Colloque international organisé par l'Équipe de Recherche : Traverses 19-21, EA 3748 – et Composante E-cri-re, Université Stendhal-Grenoble 3.
Après l’écriture inachevée de La Défense de l’infini, Aragon s’engage pleinement dans la forme romanesque avec Les Cloches de Bâle (1934). C’est à ce moment aussi, après avoir rencontré Elsa Triolet, qu’il fréquente directement et indirectement des linguistes – dont Jakobson – et se familiarise avec la pensée des « formalistes russes ». Dès lors, la réflexion sur la fiction en prose ne se démentira jamais – après 1960, son questionnement sera même réactivé par la place de la pensée linguistique au coeur des débats critiques, comme en témoignent La Mise à mort (1965), Blanche ou l’oubli (1967), ou l’objet complexe que constitue Henri Matisse, roman (1971).
Le roman aragonien s’inscrit dans une perspective politique et poétique qui, jusqu’à présent, n’a été que fort peu étudiée dans sa dimension langagière. Il y a pourtant là un ensemble d’enjeux majeurs pour comprendre la fabrique de l’oeuvre : la singulière « conscience linguistique » de l’auteur est, de fait, indissociable des problématiques littéraires et fictionnelles. Elle se traduit par le réinvestissement de certains modèles, par des phénomènes de réemplois et de reprises ; elle intéresse les processus de genèse et réécriture ; elle implique certains modes de textualisation.
....................
## Exercice
Modifiez le passage du texte sur Aragon qui va de « Après l’écriture inachevée » à « Matisse, roman (1971). » en y remplaçant « forme romanesque » par « forme narrative ». La liste n'a aucun rapport avec le texte sur Aragon.

## Données fournies
....................
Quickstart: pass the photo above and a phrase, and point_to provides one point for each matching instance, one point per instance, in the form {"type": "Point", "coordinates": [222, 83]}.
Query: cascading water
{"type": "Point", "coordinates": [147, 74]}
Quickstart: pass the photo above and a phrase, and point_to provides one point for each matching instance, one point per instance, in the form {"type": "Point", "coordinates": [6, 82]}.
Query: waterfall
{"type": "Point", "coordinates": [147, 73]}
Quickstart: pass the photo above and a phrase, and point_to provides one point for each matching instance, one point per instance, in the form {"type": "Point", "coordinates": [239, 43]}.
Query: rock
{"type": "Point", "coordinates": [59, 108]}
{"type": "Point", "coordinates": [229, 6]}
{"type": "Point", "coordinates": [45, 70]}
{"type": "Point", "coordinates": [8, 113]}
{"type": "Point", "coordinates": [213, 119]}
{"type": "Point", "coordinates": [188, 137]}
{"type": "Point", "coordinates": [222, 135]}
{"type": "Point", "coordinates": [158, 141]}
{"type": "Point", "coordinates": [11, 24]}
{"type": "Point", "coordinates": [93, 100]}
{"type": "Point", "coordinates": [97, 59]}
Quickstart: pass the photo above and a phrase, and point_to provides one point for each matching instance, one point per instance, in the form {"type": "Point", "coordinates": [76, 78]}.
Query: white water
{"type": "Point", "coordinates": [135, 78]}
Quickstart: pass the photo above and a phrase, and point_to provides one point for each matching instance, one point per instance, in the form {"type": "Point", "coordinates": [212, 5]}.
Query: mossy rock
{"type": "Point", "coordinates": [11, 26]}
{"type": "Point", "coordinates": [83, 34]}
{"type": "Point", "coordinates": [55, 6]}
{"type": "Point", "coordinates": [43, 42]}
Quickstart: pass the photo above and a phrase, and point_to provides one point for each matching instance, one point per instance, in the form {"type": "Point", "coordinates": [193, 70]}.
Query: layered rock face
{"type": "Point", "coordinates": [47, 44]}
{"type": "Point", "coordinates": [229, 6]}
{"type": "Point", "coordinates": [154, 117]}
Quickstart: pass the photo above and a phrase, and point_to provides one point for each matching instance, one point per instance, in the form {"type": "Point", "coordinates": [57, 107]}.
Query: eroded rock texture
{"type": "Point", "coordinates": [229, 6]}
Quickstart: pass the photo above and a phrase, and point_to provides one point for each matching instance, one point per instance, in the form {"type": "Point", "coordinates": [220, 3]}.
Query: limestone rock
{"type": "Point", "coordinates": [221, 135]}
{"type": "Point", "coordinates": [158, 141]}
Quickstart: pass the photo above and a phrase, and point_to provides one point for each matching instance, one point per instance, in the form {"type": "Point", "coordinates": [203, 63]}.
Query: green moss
....................
## Résultat attendu
Après l’écriture inachevée de La Défense de l’infini, Aragon s’engage pleinement dans la forme narrative avec Les Cloches de Bâle (1934). C’est à ce moment aussi, après avoir rencontré Elsa Triolet, qu’il fréquente directement et indirectement des linguistes – dont Jakobson – et se familiarise avec la pensée des « formalistes russes ». Dès lors, la réflexion sur la fiction en prose ne se démentira jamais – après 1960, son questionnement sera même réactivé par la place de la pensée linguistique au coeur des débats critiques, comme en témoignent La Mise à mort (1965), Blanche ou l’oubli (1967), ou l’objet complexe que constitue Henri Matisse, roman (1971).